Vorliegender Auszug -
--
Video “Macht kommt von Machen” von Radikale Töchter 2021 (Video: Radikale Töchter)
Jana Ahlers: Hey Cesy, wie bist du dazu gekommen, was du gerade machst?
Cesy Leonard: Ich heiße Cesy Leonard, komme ursprünglich aus Süddeutschland und bin die Tochter einer aus der DDR geflohenen Mama und eines australischen Papas. Ich bin also damit aufgewachsen, mich nicht ganz zuhause zu fühlen, auch wenn man weiß ist oder weiße Elternteile hat. Anfang der Neunziger Jahre, noch als Kind, mit den Bränden in den Asylbewerberheimen wurde ich politisiert und habe mich gefragt: Wer ist eigentlich willkommen in diesem Land?
Ansonsten wollte ich schon immer künstlerisch arbeiten. Das hat mich einfach schon immer total angezogen. Zuerst die Musik ... Ich habe jahrelang in Stuttgart Hip-Hop-Musik gemacht und Graffitis gemalt, und später war ich im Schauspiel aktiv und habe selbst Filme gedreht. Erst danach bin ich zum Zentrum für Politische Schönheit gekommen und habe dort meine künstlerische Heimat gefunden – an der Schnittstelle zwischen aktivistischen Arbeiten und künstlerischen Aktionen.
Für mich heißt das, Filme zu drehen, Geschichten zu erzählen und vor allem aber die Momente zu inszenieren, in denen andere politisiert werden. Genau diese Leidenschaft, die Inszenierung der Momente, in denen Menschen politisiert werden, hat mich dann zur Gründung von Radikale Töchter bewegt. Mich hat die Frage, wie man Menschen ins Handeln bringt, schon immer interessiert und ich fand den politischen Bildungsbegriff einfach viel zu kurz gedacht. Gerade aus der Sicht der deutsch-deutschen Geschichte wird klar, dass Bildung uns noch lange nicht davor bewahrt hat, dass Diktator:innen an den Start kommen und die Demokratie umstürzen. Wir selbst müssen also Bürger:innen inspirieren, um ins Handeln zu kommen. Aktionskunst kann solche Prozesse initiieren.
Bezogen auf die aktuelle Lage der Welt, welche gesellschaftspolitischen Veränderungen findest du gerade besonders wichtig? Wo müssen jetzt gerade Menschen zum Handeln bewegt werden?
Am allerwichtigsten ist für mich gerade die Arbeit im Hinblick auf die Landtagswahlen in Brandenburg, Sachsen und Thüringen im nächsten Jahr. Die steigenden Umfragewerte und die Stärke der AfD sind bedrohlich und es gibt immer mehr Menschen, die aus verschiedenen Gründen am Ende doch rechtspopulistisch oder rechtsextrem wählen. Wir wollen einerseits Menschen ins Handeln bringen, Zivilgesellschaft aktivieren und für die Wahlen mobilisieren, andererseits ist unsere Rolle einfach nur, Hoffnung zu spenden, dass in der Politik überhaupt noch das Ruder rumgerissen werden kann.
--
Auszüge aus Daten zur Ortsbeschriftung:
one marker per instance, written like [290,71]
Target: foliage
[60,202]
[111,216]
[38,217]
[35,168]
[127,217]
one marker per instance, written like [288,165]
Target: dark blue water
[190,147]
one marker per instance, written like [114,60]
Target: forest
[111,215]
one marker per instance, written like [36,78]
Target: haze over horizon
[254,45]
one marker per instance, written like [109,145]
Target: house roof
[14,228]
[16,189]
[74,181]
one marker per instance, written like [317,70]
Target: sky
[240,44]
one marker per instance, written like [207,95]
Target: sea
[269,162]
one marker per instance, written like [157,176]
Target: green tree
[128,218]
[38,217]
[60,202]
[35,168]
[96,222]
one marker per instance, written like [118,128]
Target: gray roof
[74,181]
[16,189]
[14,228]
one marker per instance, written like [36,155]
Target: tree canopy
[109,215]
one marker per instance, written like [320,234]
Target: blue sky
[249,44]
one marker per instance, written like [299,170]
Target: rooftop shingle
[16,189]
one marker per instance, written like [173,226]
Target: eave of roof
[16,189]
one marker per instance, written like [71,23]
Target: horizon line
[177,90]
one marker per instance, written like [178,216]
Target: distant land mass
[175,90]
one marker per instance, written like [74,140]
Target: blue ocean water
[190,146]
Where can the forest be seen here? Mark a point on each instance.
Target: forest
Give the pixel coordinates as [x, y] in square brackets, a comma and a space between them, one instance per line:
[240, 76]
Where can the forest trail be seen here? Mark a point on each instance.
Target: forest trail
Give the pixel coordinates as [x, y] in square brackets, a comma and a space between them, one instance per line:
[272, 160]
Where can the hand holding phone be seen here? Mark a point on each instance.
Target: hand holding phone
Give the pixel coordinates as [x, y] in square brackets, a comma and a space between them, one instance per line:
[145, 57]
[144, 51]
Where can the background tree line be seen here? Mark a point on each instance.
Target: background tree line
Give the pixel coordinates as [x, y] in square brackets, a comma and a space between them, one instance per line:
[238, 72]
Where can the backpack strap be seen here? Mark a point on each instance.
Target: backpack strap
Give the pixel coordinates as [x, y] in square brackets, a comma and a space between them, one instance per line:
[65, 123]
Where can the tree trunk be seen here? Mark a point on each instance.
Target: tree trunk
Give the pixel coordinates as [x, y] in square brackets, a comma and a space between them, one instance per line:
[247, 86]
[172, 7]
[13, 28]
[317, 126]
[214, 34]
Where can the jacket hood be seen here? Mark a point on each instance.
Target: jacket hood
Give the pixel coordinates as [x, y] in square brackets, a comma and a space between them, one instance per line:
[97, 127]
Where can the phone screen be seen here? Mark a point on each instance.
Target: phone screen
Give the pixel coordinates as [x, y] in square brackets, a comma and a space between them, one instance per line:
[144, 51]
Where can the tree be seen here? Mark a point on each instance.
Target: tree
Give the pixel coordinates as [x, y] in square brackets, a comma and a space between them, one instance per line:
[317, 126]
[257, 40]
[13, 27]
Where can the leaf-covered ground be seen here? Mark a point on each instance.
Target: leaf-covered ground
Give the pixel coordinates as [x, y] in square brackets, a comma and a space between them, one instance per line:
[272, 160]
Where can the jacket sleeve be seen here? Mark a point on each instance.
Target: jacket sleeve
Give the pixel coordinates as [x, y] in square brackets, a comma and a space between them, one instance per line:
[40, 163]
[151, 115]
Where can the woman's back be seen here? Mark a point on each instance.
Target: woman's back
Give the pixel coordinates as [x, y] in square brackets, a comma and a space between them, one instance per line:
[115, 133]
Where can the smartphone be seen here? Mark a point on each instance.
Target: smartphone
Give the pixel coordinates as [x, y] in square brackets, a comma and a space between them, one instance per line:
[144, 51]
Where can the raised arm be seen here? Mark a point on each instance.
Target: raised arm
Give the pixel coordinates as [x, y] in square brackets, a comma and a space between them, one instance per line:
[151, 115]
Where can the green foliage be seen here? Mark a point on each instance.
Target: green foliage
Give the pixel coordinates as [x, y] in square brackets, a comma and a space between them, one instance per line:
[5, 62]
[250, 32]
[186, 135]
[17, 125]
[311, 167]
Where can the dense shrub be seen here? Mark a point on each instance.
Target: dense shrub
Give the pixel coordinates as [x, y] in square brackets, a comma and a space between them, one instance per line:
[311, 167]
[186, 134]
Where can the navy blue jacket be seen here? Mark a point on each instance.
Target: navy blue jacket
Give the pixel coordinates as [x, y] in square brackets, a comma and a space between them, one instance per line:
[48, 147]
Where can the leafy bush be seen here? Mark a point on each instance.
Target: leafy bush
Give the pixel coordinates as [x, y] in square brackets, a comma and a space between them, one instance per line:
--
Kurzauftrag A -
Beantworte die folgenden Fragen anhand des Auszugs:
(i) In welcher Stadt hat Cesy Leonard jahrelang Hip-Hop-Musik gemacht?
(ii) Aus welchem Land stammt ihr Vater?
(iii) In welchen Bundesländern finden die Landtagswahlen statt, die sie als am allerwichtigsten bezeichnet?
Kurzauftrag B -
Zähle alle künstlerischen Tätigkeiten auf, die Cesy Leonard im Auszug für die Zeit nennt, bevor sie zum Zentrum für Politische Schönheit kam.
Die Zeilen stehen in keinem Zusammenhang mit dem Auszug.

Vollständige Antwort A -
(i) In Stuttgart.
(ii) Aus Australien.
(iii) In Brandenburg, Sachsen und Thüringen.

Vollständige Antwort B -
- Hip-Hop-Musik machen
- Graffitis malen
- Schauspiel
- Filme drehen